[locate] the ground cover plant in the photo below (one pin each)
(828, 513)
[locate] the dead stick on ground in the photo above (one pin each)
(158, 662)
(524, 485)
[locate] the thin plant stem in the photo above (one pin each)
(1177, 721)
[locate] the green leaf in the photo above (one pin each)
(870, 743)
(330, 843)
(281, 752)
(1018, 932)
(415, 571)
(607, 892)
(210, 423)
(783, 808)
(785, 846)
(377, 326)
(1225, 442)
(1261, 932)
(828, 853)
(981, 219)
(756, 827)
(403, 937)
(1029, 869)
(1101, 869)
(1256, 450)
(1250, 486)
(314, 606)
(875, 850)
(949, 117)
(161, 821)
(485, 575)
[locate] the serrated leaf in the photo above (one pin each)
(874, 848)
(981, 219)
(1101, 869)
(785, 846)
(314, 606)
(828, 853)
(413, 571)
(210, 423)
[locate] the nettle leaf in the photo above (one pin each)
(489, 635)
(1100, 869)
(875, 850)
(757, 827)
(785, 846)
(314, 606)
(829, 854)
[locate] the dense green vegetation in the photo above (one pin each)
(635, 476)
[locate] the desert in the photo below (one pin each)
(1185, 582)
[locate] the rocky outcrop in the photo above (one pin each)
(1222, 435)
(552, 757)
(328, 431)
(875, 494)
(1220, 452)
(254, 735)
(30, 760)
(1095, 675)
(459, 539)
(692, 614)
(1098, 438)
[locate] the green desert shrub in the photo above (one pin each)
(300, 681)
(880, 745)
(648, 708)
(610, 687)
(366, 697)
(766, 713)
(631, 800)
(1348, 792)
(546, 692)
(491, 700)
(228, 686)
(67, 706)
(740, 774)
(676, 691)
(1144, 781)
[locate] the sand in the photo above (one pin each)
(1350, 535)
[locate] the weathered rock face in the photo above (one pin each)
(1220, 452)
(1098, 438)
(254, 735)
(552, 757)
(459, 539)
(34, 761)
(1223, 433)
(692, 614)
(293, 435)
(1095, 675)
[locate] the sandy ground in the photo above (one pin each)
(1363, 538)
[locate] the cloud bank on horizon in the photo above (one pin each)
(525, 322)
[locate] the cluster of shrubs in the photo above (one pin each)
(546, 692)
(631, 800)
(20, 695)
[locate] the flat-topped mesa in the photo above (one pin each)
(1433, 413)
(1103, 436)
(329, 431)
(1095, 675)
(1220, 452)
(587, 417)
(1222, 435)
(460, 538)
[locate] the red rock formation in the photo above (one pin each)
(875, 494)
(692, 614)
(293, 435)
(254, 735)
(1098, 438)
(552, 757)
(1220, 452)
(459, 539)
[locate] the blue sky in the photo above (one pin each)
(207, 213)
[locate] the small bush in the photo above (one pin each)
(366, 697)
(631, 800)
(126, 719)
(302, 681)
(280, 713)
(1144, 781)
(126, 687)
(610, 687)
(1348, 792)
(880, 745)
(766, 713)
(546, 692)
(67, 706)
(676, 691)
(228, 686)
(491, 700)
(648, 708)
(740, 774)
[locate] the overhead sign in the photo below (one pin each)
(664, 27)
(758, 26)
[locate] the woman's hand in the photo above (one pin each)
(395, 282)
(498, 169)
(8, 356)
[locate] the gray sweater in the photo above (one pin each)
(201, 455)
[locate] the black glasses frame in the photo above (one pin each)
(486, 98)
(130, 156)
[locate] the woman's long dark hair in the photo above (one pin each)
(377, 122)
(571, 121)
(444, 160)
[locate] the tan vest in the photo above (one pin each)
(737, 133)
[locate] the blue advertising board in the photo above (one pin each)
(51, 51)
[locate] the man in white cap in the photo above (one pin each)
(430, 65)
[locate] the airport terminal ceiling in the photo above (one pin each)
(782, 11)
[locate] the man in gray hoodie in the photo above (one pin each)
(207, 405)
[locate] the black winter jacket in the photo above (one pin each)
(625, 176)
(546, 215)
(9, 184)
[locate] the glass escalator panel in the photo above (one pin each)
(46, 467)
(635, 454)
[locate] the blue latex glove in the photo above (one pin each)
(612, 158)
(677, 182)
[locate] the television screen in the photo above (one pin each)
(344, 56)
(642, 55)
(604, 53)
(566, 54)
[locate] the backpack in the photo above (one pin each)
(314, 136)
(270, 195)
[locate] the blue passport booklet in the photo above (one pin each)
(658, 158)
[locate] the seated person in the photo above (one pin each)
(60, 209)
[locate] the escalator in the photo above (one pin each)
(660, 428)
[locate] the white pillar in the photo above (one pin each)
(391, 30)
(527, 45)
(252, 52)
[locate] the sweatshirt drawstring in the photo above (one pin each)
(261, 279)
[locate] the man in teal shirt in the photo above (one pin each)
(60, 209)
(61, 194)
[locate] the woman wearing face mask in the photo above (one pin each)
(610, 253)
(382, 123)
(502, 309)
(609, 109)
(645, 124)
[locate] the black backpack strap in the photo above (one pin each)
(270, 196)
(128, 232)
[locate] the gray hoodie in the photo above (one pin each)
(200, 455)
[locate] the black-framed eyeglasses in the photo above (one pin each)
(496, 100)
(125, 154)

Instruction:
Every line above needs to be retyped exactly.

Right answer:
[locate] the ground cover plant in the photo below (one pin each)
(828, 513)
[locate] the dead stick on ground in the photo above (one pin each)
(158, 662)
(524, 485)
[locate] the thin plant stem in the photo above (one pin each)
(1177, 721)
[locate] the green leaf in the photo above (one pin each)
(870, 743)
(330, 843)
(281, 752)
(1018, 932)
(415, 571)
(607, 892)
(210, 423)
(783, 808)
(785, 846)
(377, 326)
(1225, 442)
(1261, 932)
(828, 853)
(981, 219)
(756, 827)
(403, 937)
(1029, 869)
(1101, 869)
(1256, 450)
(1250, 486)
(314, 606)
(875, 850)
(949, 117)
(161, 821)
(485, 575)
[locate] the serrated leaf in the photo above (one pin each)
(874, 848)
(981, 219)
(1101, 869)
(785, 846)
(314, 606)
(828, 853)
(413, 571)
(210, 423)
[locate] the nettle leaf in the photo above (one pin each)
(489, 635)
(1100, 869)
(875, 850)
(757, 827)
(785, 846)
(314, 606)
(829, 854)
[locate] the dense green vegetation in the photo above (one pin each)
(635, 476)
[locate] the desert in the photo below (one pin each)
(1185, 582)
[locate] the rocky outcrop in the photo above (one pin each)
(1222, 435)
(552, 757)
(328, 431)
(875, 494)
(1220, 452)
(254, 735)
(30, 760)
(1095, 675)
(459, 539)
(692, 614)
(1098, 438)
[locate] the green desert shrub in the photo above (one pin each)
(300, 681)
(880, 745)
(648, 708)
(610, 687)
(366, 697)
(766, 713)
(631, 800)
(1348, 792)
(546, 692)
(491, 700)
(228, 686)
(67, 706)
(740, 774)
(676, 691)
(1144, 781)
[locate] the sand in the photo above (one pin each)
(1350, 535)
[locate] the weathered rock face in the photo above (one pin each)
(1220, 452)
(1098, 438)
(254, 735)
(552, 757)
(459, 539)
(34, 761)
(1223, 433)
(692, 614)
(293, 435)
(1095, 675)
[locate] the sandy ground in the photo above (one pin each)
(1363, 538)
[locate] the cloud bank on horizon in the photo above (one pin each)
(525, 322)
[locate] the cluster of shrubs in the photo above (one pin each)
(546, 692)
(631, 800)
(20, 695)
[locate] the flat-topped mesa in the photo above (one pin each)
(1433, 413)
(1103, 436)
(329, 431)
(1095, 675)
(1220, 452)
(587, 417)
(1222, 435)
(460, 538)
[locate] the red rock formation in the photo above (one pin each)
(875, 494)
(692, 614)
(293, 435)
(254, 735)
(1098, 438)
(552, 757)
(1220, 452)
(459, 539)
[locate] the blue sky in the photo above (one pin each)
(207, 213)
[locate] the small bush in the photo above (one pin each)
(366, 697)
(631, 800)
(126, 719)
(302, 681)
(280, 713)
(1144, 781)
(126, 687)
(610, 687)
(1348, 792)
(880, 745)
(766, 713)
(546, 692)
(67, 706)
(676, 691)
(228, 686)
(491, 700)
(648, 708)
(740, 774)
[locate] the overhead sign in the photo below (one pin each)
(664, 27)
(758, 26)
[locate] the woman's hand in the photo above (one pin each)
(395, 282)
(498, 169)
(8, 356)
[locate] the gray sweater in the photo above (one pin each)
(201, 455)
[locate] the black glasses frame in the photo above (one pin each)
(486, 98)
(130, 156)
[locate] the woman's long dark hair in the photo above (one pin each)
(377, 122)
(571, 121)
(444, 160)
[locate] the tan vest in the photo above (one pin each)
(737, 133)
[locate] the blue advertising board in the photo above (one pin each)
(51, 51)
[locate] the man in white cap in the photo above (one pin each)
(430, 65)
[locate] the airport terminal ceiling in the photo above (one pin each)
(782, 11)
[locate] the man in gray hoodie in the photo above (one pin each)
(207, 405)
[locate] the black winter jacket in the photo above (one pin each)
(625, 176)
(546, 215)
(9, 184)
[locate] the glass escalator panel in the photo above (one pin each)
(46, 467)
(635, 454)
[locate] the blue latex glove in the photo above (one pin each)
(612, 158)
(677, 182)
[locate] the television screen in the photo above (one pin each)
(344, 56)
(642, 55)
(604, 53)
(566, 54)
[locate] the backpack in the photo above (one pin each)
(314, 136)
(270, 195)
[locate] the blue passport booklet in the photo above (one pin each)
(658, 158)
[locate] the seated person in the photo above (one pin each)
(60, 209)
[locate] the escalator in the photo above (one pin each)
(660, 428)
[locate] the white pillar in the photo above (one pin each)
(391, 30)
(527, 45)
(252, 52)
[locate] the sweatshirt drawstring in the photo above (one pin each)
(261, 279)
[locate] the man in teal shirt in the photo above (one pin each)
(60, 209)
(61, 194)
[locate] the woman wearing face mask in the photo above (one pin each)
(610, 253)
(382, 123)
(502, 309)
(609, 109)
(645, 124)
[locate] the black backpack strap in the photo above (one pin each)
(270, 196)
(128, 232)
[locate] the gray hoodie in the photo above (one pin each)
(200, 455)
[locate] the black-framed eyeglasses in the photo above (one pin each)
(496, 100)
(125, 154)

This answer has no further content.